§ PROBLEM TO SOLVE:
Return every line of the data below without any change, from the first line through the last.

§ EXCERPTED DATA:

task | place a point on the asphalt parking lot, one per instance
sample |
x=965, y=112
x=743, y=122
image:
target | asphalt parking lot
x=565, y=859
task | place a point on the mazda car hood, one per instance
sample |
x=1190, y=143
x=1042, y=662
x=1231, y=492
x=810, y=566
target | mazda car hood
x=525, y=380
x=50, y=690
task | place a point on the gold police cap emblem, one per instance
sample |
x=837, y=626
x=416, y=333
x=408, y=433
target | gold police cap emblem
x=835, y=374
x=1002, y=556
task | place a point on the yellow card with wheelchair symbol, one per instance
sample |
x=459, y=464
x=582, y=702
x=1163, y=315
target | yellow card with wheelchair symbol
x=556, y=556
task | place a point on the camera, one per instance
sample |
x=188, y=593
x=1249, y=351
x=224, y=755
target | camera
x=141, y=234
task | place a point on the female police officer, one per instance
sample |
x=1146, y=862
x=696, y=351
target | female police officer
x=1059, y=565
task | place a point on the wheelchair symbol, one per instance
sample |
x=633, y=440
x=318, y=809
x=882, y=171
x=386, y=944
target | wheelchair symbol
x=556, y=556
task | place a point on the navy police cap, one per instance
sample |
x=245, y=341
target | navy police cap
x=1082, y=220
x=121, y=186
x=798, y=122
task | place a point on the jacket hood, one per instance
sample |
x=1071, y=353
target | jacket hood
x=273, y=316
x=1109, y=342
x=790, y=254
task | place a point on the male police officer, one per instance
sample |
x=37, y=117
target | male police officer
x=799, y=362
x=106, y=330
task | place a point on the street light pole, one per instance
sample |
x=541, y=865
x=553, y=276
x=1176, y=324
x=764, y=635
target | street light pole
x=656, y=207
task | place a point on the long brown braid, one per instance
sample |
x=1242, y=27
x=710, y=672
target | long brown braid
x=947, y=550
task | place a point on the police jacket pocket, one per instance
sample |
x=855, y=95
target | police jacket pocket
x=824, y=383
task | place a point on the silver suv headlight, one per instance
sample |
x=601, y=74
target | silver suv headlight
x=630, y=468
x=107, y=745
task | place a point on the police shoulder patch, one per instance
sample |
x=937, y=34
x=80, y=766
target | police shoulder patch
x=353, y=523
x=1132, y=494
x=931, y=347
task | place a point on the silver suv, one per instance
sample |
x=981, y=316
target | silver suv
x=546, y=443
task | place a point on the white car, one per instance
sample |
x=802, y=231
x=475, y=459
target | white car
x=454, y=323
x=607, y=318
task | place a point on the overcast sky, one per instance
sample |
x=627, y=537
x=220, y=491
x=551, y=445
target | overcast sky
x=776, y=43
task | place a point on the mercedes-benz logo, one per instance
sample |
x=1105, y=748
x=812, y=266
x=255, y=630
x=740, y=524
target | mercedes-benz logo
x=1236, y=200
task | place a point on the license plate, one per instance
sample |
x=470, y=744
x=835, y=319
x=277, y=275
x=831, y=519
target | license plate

§ EXERCISE RESULT:
task | place a point on the asphalt parking lot, one per instance
sample |
x=965, y=112
x=743, y=122
image:
target | asphalt parking lot
x=565, y=859
task | place a point on the mazda car hood, one per instance
sample |
x=1190, y=143
x=1042, y=662
x=1231, y=492
x=810, y=566
target | mazda car hood
x=525, y=380
x=50, y=690
task | place a point on the gold police cap emblem, one per instance
sample |
x=837, y=626
x=416, y=333
x=408, y=433
target | gold police cap emblem
x=835, y=374
x=1002, y=556
task | place a point on the yellow card with wheelchair symbol, one per instance
sample |
x=459, y=464
x=582, y=702
x=1163, y=315
target | yellow card with wheelchair symbol
x=556, y=556
task | place a point on the camera, one per instance
sample |
x=188, y=593
x=1249, y=351
x=224, y=755
target | camera
x=141, y=234
task | place a point on the female police officer, one per instance
sample |
x=1146, y=862
x=696, y=351
target | female police officer
x=1059, y=565
task | place a point on the wheelchair symbol, one per instance
sample |
x=633, y=440
x=318, y=809
x=882, y=171
x=386, y=944
target | wheelchair symbol
x=556, y=556
task | place a point on the navy police cap, one per instance
sample |
x=245, y=341
target | navy police cap
x=1082, y=220
x=121, y=186
x=798, y=122
task | place a point on the jacket hood, one per instance
sample |
x=1071, y=353
target | jacket hood
x=273, y=316
x=1109, y=342
x=790, y=254
task | place a point on the male police officer, one per instance
sample |
x=37, y=117
target | male police officer
x=799, y=362
x=106, y=330
task | place a point on the street light pole, one per instance
sample |
x=541, y=865
x=553, y=276
x=1176, y=324
x=764, y=635
target | street light pole
x=656, y=207
task | place a point on the long brown braid, one per instance
sample |
x=1242, y=27
x=710, y=672
target | long brown braid
x=947, y=550
task | place a point on the police jacket pocket, one per instance
sample |
x=855, y=95
target | police jacket pocket
x=824, y=383
task | place a point on the silver suv headlight, one per instance
sample |
x=601, y=74
target | silver suv headlight
x=630, y=468
x=107, y=745
task | place a point on the police shoulder patch, one per instance
sample |
x=937, y=34
x=80, y=766
target | police shoulder patch
x=353, y=523
x=1132, y=494
x=931, y=347
task | place a point on the silver suv, one per instance
sample |
x=981, y=316
target | silver suv
x=546, y=443
task | place a point on the white car, one per instance
sample |
x=802, y=231
x=475, y=459
target | white car
x=454, y=323
x=607, y=318
task | place a point on the overcast sky, one per instance
sample |
x=627, y=537
x=220, y=491
x=551, y=445
target | overcast sky
x=776, y=43
task | place a point on the mercedes-benz logo, one per instance
sample |
x=1105, y=748
x=812, y=266
x=255, y=630
x=740, y=524
target | mercedes-benz logo
x=1236, y=200
task | place a point on the license plate, one per instance
sample |
x=470, y=744
x=835, y=319
x=277, y=275
x=831, y=519
target | license plate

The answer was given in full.